### EXERCISES TO COMPLETE
A - According to the passage on investigative hearings and preventive arrest, which section of the Criminal Code already provides for preventive arrest?
B - Duplicate everything in the passage on investigative hearings and preventive arrest from "In fact, the" down to "already very clear.".

### PASSAGE PROVIDED
[START]
Let us take a closer look at the two provisions that this government is attempting to reintroduce. First, let us look at the provision concerning investigative hearings. Section 2 deals with sections 83.28 to 83.3 of the Criminal Code under which, generally speaking, a peace officer could—with the prior consent of the Attorney General—apply to a provincial court or superior court judge for an order for the gathering of information. The order, if made, requires the named person to appear before a judge for examination and to bring any information in his or her possession. The person named in the order loses the right to remain silent. It is as simple as that. In addition, section 83.29 states that a warrant of arrest can be issued for anyone evading the investigative hearing. So you lose your right to remain silent and if you are not happy about it, you can be arrested. That is more or less what this means.
In fact, the police never use this provision because, in a routine investigation, they can question witnesses and carry out search warrants to obtain documents. This is already covered in the Criminal Code and it is already very clear.
Now, let us look at the other provision, which is even worse: recognizance with conditions, or preventive arrest as it is called in section 83.3. At this time, it already exists in the Criminal Code as section 495, which says:
A peace officer may arrest without warrant:
(a) a person who...on reasonable grounds, he believes...is about to commit an indictable offence;
So preventive arrest already exists as section 495 of the Criminal Code. A person who is arrested under this section must be brought before a judge who can impose conditions, in the same manner as the Anti-terrorism Act. The judge can even refuse bail if he believes that freeing the person could prove prejudicial or jeopardize someone's safety, thus representing a threat to public safety.
[END]
(Coordinate annotation records)
[START]
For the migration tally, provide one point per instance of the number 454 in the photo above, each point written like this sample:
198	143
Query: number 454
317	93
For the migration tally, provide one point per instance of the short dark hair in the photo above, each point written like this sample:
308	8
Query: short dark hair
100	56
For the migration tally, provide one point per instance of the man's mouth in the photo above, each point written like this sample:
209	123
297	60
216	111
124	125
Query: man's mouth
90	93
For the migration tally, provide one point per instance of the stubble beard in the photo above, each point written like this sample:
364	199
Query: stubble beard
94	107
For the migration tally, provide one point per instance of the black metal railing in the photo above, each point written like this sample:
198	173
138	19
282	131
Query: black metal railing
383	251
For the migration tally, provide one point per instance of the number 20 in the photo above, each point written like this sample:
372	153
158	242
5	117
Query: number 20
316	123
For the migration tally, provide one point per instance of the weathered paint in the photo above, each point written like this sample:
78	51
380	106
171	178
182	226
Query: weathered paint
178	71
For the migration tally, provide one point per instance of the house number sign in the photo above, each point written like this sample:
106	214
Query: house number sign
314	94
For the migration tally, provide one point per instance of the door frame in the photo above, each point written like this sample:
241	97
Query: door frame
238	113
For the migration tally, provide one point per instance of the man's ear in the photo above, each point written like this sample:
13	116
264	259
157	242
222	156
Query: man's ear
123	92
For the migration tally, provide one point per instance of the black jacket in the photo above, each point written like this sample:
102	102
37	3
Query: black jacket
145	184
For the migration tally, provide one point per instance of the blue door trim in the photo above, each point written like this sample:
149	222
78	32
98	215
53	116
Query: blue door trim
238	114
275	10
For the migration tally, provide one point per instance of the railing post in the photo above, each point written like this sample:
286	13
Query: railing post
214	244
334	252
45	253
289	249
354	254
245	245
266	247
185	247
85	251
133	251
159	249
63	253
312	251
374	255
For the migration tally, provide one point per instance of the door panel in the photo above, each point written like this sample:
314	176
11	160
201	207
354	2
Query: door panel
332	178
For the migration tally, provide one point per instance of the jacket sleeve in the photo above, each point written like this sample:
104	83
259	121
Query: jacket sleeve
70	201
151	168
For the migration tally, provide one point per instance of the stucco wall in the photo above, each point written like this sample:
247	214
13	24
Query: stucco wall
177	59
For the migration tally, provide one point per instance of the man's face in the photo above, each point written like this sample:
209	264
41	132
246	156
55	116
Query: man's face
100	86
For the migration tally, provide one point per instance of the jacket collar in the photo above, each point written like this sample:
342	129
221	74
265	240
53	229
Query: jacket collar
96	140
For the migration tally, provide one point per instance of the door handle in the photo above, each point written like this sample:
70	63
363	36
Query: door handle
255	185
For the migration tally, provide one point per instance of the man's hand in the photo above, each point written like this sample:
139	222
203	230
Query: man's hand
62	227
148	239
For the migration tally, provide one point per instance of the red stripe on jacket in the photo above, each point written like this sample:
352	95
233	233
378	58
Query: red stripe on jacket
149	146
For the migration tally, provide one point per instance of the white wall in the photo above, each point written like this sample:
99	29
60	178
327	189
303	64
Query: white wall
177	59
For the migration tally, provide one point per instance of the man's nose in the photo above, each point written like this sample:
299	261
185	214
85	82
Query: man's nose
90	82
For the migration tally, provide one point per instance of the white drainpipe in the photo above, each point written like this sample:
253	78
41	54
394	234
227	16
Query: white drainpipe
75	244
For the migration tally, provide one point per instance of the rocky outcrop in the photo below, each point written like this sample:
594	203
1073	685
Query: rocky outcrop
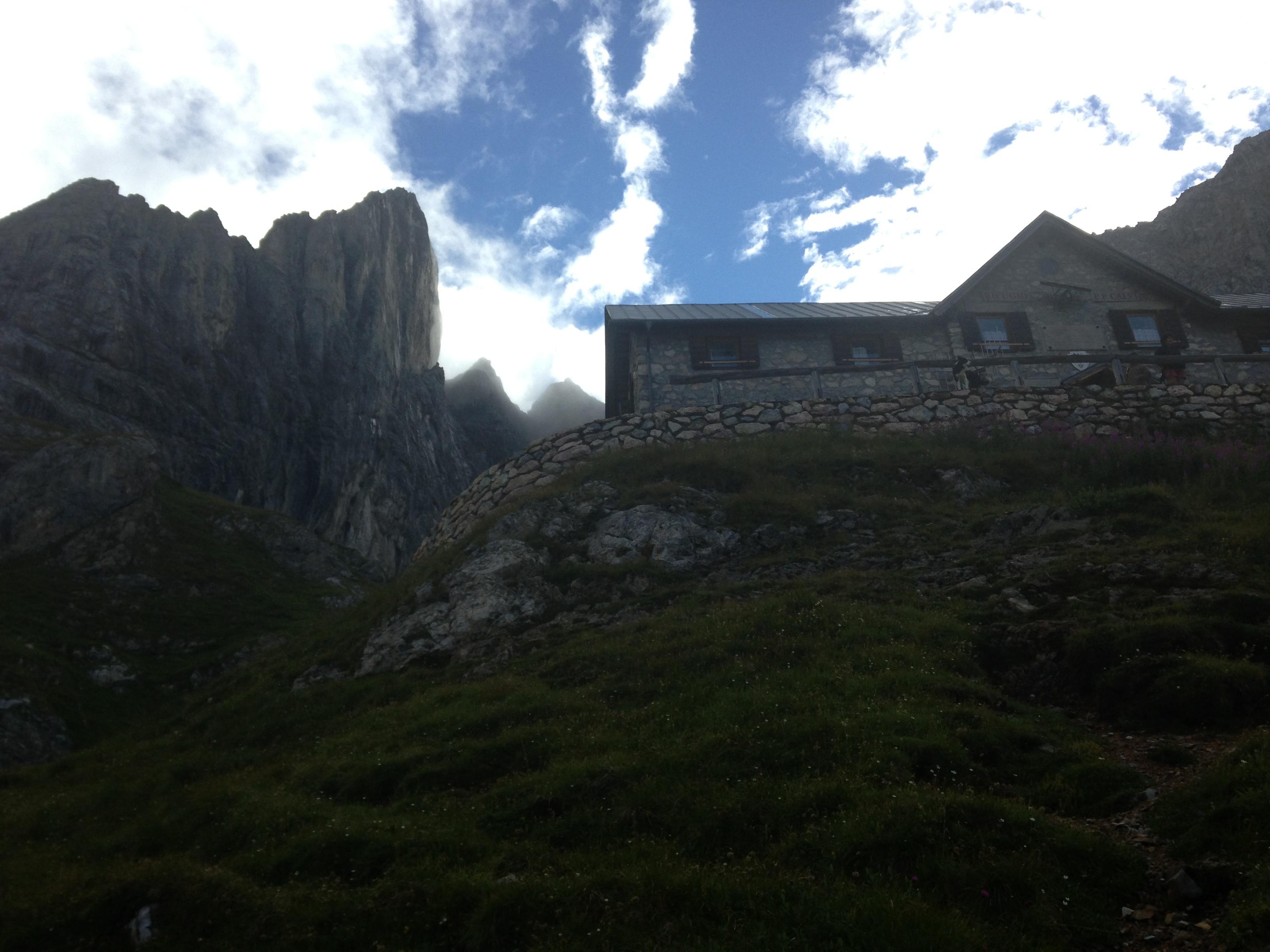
[END]
### ANSWERS TO THE EXERCISE
A - Section 495

B -
In fact, the police never use this provision because, in a routine investigation, they can question witnesses and carry out search warrants to obtain documents. This is already covered in the Criminal Code and it is already very clear.